Document segment:
====================
Your Gateway to Health, Strength, and Muscle

THE Community Center for Self-Resistance Exercise

The exercises described herein are bona-fide strength-gaining, muscle building exercises, all of which require no equipment and can be performed virtually anywhere at any time. You could do them all at once, which would require your setting up a routine that you would faithfully adhere to, or you could spread them out throughout the work day, as I do. If you choose to spread out your exercises, be sure to do all of the exercises for one group of muscles at a time. For example, when I get to work and am waiting for my computer to load, I go through all of the chest exercises.


I once lifted weights five mornings a week for twelve straight years. One morning I just wasn’t inspired go through my routine, and ended up stopping altogether. For the next four years I got absolutely no exercise whatsoever, and then one day I took a hard look at myself and wasn’t too happy with what I saw. All my weight had traveled south and consolidated around my waist. My arms, shoulders, and chest had become flabby and had shrunk considerably in size. I decided it was time to get back into shape and to rebuild the physique I had once been proud of. With a Herculean effort I renewed my morning workouts, and within three months I was just about back to where I once was. The problem was that the enthusiasm of previous years just wasn’t there and it took every ounce of resolve I had to get through the routines. The workouts also began leaving me feeling fatigued. I kept up my morning routine for six months until, finally, I felt the need to give it a rest.

Well, I wasn’t about to give up all that I had worked so hard for, so I decided to make a study of alternative forms of exercise that would be as close as possible to the effectiveness of weight lifting. I scoured the Internet picking up ideas from a great number of sources. I experimented with various exercises, integrating those exercises I found to be effective into a routine I was developing. Armed with my knowledge of body building, I was able to identify the most effective exercises, and I was also able to develop exercises of my own. In fact, about thirty of the exercises found in this program I created myself. The end result is that I have put together the most efficient and effective weightless workout routine I possibly could. The best part is, I no longer have to get up in the wee hours of the morning to do a workout. I just integrate my exercises into my work day at the office, leaving me with free time and a lot more energy throughout the day.
====================
Job A:
According to the self-resistance exercise page, why did the writer begin studying alternative forms of exercise? Answer in one to three sentences.
The text and the records have no connection to each other.

Information shown:
====================
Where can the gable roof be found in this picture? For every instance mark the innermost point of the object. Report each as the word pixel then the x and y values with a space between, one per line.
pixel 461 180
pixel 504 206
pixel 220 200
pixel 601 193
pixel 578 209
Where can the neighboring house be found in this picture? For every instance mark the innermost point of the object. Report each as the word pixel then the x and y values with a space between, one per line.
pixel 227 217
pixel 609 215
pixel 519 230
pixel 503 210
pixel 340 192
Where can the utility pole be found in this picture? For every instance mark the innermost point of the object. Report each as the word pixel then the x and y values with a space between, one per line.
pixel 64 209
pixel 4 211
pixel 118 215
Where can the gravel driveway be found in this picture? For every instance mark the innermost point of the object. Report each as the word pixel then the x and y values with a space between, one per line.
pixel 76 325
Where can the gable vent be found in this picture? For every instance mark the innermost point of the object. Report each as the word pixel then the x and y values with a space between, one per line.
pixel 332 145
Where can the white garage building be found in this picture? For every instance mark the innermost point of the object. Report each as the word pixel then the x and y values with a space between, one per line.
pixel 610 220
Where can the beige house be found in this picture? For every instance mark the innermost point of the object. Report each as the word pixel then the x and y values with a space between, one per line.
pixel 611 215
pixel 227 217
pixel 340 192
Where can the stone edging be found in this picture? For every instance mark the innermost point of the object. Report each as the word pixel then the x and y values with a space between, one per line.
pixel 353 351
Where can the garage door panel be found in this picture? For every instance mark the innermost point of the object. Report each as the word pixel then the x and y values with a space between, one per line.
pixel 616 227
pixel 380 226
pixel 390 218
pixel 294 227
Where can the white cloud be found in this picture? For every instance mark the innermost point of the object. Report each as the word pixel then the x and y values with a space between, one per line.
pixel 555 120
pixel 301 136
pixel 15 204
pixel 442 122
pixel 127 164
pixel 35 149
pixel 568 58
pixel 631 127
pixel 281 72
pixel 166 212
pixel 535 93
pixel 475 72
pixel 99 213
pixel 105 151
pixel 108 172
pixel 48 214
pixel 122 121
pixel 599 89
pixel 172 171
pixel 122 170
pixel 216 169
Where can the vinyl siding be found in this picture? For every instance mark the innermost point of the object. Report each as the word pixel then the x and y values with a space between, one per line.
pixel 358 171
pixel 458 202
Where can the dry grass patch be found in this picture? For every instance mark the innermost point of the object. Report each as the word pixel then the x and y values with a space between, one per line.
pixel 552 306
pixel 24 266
====================
Job B:
In the records, copy out the lines from the line with "Where can the vinyl" up to and including the line with "pixel 458 202".

Full response A:
The writer had felt the need to rest from the morning weight-lifting routine, which took great resolve and caused fatigue. The writer was not willing to give up everything worked so hard for, so the writer looked for exercises as close as possible to weight lifting in effectiveness.

Full response B:
Where can the vinyl siding be found in this picture? For every instance mark the innermost point of the object. Report each as the word pixel then the x and y values with a space between, one per line.
pixel 358 171
pixel 458 202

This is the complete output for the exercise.